>>
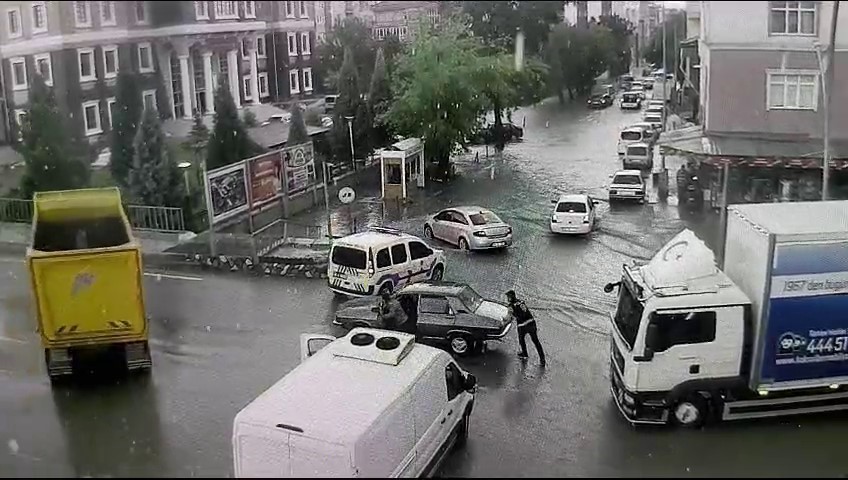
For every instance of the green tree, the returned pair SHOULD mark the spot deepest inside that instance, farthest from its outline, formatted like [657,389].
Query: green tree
[154,178]
[497,22]
[379,101]
[229,141]
[438,98]
[54,159]
[125,120]
[297,130]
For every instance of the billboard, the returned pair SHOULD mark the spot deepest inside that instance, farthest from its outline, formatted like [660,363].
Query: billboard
[266,184]
[806,337]
[227,191]
[299,166]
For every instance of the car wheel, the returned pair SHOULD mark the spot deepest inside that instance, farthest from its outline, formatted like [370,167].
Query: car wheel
[438,273]
[460,344]
[428,232]
[690,412]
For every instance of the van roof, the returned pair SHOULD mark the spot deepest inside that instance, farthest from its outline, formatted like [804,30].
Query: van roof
[334,397]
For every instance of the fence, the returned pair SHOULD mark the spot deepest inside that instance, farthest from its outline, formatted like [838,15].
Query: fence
[141,217]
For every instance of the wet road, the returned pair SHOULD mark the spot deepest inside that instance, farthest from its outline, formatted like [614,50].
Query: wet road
[219,340]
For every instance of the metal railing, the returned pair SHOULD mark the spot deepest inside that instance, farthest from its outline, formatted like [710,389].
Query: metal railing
[141,217]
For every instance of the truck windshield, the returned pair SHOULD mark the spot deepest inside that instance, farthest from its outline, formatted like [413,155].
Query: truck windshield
[628,315]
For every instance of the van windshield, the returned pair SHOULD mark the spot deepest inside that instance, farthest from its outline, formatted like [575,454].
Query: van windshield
[349,257]
[630,135]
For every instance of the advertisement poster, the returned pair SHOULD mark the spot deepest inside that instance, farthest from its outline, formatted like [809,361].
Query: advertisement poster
[300,167]
[807,332]
[266,184]
[227,191]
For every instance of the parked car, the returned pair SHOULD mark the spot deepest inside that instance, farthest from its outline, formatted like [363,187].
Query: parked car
[599,101]
[573,214]
[469,228]
[627,185]
[438,311]
[630,101]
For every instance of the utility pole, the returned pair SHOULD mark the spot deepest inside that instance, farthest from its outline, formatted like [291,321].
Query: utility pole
[827,91]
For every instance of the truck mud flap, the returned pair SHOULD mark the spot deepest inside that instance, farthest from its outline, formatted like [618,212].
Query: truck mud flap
[138,356]
[786,406]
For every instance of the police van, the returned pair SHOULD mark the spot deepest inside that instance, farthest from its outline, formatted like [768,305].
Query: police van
[381,260]
[372,404]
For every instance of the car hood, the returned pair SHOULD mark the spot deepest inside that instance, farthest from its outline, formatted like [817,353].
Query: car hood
[493,310]
[358,309]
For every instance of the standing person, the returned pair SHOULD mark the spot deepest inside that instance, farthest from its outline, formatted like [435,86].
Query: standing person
[526,326]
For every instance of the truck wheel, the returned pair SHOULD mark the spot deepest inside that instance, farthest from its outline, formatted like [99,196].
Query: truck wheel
[690,411]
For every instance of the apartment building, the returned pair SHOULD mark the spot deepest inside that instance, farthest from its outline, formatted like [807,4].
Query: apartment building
[179,50]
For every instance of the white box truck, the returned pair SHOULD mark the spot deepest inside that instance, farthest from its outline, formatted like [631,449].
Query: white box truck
[767,335]
[371,404]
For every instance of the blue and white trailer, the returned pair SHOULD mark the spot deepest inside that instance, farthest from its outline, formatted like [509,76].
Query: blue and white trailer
[765,335]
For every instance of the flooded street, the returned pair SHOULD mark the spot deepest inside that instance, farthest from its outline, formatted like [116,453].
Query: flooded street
[219,340]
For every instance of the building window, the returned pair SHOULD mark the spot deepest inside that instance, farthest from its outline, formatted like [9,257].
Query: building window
[19,77]
[248,92]
[107,14]
[82,14]
[86,64]
[793,91]
[39,17]
[91,115]
[201,10]
[294,83]
[145,58]
[226,10]
[44,67]
[292,43]
[141,12]
[148,99]
[249,9]
[305,43]
[793,18]
[263,85]
[13,22]
[110,109]
[110,61]
[307,79]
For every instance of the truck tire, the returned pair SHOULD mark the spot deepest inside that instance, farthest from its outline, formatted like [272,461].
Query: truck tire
[690,411]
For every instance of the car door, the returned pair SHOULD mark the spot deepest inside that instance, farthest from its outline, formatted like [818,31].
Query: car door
[419,259]
[310,344]
[435,317]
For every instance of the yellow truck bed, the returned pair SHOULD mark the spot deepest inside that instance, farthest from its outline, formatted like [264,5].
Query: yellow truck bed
[86,274]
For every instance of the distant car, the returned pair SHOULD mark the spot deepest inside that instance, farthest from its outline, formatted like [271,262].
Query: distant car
[599,101]
[469,228]
[627,185]
[441,311]
[573,214]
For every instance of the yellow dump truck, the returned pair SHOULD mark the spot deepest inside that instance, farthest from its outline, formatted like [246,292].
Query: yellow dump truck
[86,274]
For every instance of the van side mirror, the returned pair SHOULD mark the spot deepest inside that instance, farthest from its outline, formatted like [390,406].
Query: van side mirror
[470,382]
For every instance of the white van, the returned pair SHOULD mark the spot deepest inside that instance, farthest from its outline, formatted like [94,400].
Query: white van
[371,404]
[381,260]
[638,156]
[631,135]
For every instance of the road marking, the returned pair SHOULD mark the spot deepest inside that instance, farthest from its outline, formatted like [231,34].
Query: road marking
[173,277]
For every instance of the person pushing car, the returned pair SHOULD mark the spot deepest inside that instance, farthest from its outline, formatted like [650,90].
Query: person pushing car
[526,326]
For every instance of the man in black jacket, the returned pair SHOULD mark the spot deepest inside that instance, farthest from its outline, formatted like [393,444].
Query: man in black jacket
[526,326]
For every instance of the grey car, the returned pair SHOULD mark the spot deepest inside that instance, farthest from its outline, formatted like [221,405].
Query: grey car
[438,311]
[469,228]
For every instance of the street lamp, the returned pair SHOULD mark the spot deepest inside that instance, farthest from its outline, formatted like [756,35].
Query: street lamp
[184,166]
[349,119]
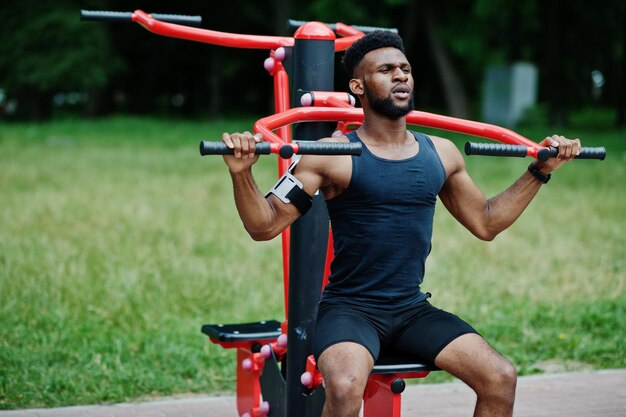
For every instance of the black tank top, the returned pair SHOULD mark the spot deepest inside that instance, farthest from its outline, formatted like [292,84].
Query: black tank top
[382,228]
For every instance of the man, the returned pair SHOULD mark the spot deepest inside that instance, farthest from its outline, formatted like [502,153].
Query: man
[381,206]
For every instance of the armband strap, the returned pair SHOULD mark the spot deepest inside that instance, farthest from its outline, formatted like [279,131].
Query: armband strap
[540,176]
[290,190]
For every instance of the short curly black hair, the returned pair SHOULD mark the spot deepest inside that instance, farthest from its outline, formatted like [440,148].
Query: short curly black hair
[373,40]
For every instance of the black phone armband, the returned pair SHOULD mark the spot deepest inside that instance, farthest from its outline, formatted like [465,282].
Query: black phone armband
[290,190]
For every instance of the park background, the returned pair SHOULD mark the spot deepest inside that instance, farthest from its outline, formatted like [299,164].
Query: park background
[117,241]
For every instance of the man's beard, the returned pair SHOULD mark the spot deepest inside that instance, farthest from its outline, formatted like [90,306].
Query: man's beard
[387,107]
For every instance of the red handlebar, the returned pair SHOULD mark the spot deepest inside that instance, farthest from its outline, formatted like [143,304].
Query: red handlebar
[315,114]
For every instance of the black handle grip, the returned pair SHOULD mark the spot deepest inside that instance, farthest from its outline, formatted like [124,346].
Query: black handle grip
[109,16]
[220,148]
[295,24]
[585,153]
[329,148]
[501,149]
[495,149]
[286,151]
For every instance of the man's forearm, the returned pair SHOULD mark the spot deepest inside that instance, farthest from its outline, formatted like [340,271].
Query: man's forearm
[255,211]
[505,208]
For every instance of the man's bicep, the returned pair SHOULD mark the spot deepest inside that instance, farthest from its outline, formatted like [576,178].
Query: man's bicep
[464,200]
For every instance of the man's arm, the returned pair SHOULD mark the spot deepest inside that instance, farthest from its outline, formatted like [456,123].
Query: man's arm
[486,218]
[264,218]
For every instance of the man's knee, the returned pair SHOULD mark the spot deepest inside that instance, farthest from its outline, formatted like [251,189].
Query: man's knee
[501,380]
[346,388]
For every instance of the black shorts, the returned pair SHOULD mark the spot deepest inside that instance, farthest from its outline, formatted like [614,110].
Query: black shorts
[420,330]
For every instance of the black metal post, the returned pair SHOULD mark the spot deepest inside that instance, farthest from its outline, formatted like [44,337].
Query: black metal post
[313,65]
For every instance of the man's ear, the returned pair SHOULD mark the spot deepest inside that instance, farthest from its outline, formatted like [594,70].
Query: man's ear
[356,86]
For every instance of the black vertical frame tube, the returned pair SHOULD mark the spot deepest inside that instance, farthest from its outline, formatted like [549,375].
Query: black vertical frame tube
[313,69]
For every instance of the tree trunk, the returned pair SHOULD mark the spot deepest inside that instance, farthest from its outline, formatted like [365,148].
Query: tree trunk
[621,97]
[456,98]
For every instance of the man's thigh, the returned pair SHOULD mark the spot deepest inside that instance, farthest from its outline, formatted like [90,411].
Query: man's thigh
[428,330]
[340,323]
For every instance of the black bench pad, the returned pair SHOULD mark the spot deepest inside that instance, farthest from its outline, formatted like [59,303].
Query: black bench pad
[260,330]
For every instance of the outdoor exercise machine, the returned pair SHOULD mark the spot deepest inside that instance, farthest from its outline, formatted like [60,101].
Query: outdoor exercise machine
[276,373]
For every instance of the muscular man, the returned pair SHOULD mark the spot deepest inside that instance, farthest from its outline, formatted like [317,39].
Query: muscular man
[381,207]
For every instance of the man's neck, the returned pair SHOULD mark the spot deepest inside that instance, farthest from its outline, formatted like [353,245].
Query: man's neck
[383,131]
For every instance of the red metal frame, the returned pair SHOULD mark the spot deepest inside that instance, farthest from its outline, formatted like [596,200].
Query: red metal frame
[232,40]
[379,399]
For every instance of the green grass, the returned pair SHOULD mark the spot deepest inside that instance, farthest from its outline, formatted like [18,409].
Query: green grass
[118,241]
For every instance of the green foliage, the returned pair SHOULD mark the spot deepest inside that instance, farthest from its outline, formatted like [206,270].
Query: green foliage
[118,241]
[52,51]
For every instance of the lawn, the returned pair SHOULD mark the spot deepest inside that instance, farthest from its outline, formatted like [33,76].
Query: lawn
[118,241]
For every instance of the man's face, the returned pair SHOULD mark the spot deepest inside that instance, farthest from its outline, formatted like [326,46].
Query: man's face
[387,82]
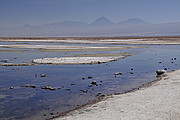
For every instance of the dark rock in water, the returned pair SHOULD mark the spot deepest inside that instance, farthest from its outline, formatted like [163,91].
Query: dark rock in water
[84,91]
[30,86]
[73,84]
[117,73]
[160,72]
[165,68]
[48,88]
[43,75]
[94,82]
[11,87]
[131,73]
[68,89]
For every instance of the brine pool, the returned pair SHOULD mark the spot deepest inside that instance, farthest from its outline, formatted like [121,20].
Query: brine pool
[22,96]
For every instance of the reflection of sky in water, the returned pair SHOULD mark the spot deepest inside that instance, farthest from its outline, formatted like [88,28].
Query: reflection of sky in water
[21,100]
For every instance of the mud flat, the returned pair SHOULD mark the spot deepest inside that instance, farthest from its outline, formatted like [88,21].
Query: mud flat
[77,60]
[103,40]
[160,100]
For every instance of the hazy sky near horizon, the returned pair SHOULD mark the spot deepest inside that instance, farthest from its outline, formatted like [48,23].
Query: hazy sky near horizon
[37,12]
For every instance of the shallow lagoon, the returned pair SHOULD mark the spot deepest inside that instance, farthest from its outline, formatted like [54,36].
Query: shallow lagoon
[73,91]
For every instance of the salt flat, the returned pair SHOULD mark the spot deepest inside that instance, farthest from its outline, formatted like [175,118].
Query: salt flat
[160,101]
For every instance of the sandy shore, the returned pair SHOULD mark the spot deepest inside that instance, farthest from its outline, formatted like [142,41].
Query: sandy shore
[160,101]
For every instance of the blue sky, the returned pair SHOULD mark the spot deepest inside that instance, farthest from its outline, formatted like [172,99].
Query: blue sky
[36,12]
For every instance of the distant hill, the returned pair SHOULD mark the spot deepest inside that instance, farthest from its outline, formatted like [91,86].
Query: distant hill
[133,21]
[102,21]
[100,27]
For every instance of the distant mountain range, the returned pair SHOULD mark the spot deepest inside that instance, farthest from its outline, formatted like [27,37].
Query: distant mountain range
[100,27]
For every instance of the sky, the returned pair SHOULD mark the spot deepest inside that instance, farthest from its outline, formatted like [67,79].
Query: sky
[37,12]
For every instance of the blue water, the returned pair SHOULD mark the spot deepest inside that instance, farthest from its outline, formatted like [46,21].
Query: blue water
[22,103]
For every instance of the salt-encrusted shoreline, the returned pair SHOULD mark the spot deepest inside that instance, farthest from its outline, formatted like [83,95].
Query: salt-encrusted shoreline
[76,60]
[159,101]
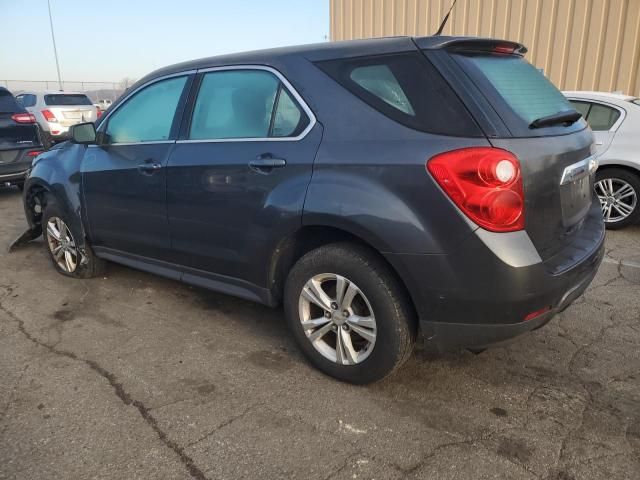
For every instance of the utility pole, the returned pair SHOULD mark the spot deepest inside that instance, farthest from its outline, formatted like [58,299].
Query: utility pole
[55,50]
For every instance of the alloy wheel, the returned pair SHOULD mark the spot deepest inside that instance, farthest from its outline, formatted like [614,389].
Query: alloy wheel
[62,245]
[337,318]
[617,198]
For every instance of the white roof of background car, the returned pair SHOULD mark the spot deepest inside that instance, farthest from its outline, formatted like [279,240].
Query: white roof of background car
[600,96]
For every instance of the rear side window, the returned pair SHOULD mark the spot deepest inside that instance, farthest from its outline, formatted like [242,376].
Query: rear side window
[602,117]
[148,115]
[8,104]
[235,104]
[599,117]
[524,89]
[406,88]
[63,99]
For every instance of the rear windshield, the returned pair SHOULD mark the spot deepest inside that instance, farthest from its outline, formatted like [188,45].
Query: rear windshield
[514,82]
[8,104]
[406,88]
[60,99]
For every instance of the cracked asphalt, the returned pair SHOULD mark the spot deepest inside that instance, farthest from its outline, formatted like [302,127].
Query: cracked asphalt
[134,376]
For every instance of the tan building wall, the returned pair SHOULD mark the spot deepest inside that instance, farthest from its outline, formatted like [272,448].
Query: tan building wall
[580,44]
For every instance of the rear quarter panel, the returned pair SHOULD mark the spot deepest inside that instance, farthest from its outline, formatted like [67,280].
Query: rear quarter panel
[370,176]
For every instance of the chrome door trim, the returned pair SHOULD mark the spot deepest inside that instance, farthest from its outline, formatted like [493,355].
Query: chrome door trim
[578,170]
[153,142]
[292,91]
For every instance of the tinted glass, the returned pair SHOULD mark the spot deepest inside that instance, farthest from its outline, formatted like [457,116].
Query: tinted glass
[602,117]
[525,89]
[380,80]
[406,88]
[288,120]
[234,104]
[582,107]
[148,115]
[61,99]
[8,103]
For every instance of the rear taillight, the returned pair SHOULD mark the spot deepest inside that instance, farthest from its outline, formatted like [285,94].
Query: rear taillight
[23,118]
[49,117]
[485,183]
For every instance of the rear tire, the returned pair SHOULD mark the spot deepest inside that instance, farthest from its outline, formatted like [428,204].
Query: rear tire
[619,193]
[369,329]
[61,246]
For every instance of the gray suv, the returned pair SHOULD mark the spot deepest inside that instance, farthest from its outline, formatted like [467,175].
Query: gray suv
[57,111]
[376,189]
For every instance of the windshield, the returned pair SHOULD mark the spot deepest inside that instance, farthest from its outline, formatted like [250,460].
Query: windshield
[66,99]
[521,85]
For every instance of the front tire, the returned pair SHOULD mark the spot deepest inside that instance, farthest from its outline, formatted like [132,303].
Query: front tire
[62,248]
[619,192]
[349,314]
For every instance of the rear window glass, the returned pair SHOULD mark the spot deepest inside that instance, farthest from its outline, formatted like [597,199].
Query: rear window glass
[522,86]
[406,88]
[8,104]
[60,99]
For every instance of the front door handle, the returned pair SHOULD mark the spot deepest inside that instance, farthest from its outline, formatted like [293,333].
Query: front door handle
[149,167]
[266,164]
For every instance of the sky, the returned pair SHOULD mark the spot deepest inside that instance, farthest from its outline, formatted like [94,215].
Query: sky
[109,40]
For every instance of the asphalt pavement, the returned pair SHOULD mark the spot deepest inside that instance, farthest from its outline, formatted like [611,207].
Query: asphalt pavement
[131,376]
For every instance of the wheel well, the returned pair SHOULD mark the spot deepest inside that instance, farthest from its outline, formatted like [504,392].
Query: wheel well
[35,201]
[308,238]
[629,169]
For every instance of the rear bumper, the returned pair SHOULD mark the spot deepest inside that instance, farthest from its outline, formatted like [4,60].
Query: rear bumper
[473,299]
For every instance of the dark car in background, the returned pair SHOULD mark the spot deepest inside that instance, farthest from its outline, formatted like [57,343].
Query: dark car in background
[19,140]
[375,188]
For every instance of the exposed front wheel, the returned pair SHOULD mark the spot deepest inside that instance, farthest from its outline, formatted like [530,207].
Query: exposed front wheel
<<
Copy the listing starting at the line that contains "For every instance of the rear bumper, the" and ending at the listing's final line, with "rear bumper" changed to "back bumper" and nothing else altered. Return only those lines.

For every instance of the back bumper, the returned pair SHOULD mark the spot deepest inside that instance, farthest from its outline, formatted like [4,60].
Query: back bumper
[473,299]
For every instance of the dark car in background, the returned pair SHOULD mark the spot deepest inside that instance, farthest from its outline, formatted like [57,343].
Query: dark car in background
[19,140]
[375,188]
For every instance of the exposed front wheel, the returned pair SHOULD mark the spot deepest inside that instance, farthest from its outline, formatted like [530,207].
Query: exposed front wheel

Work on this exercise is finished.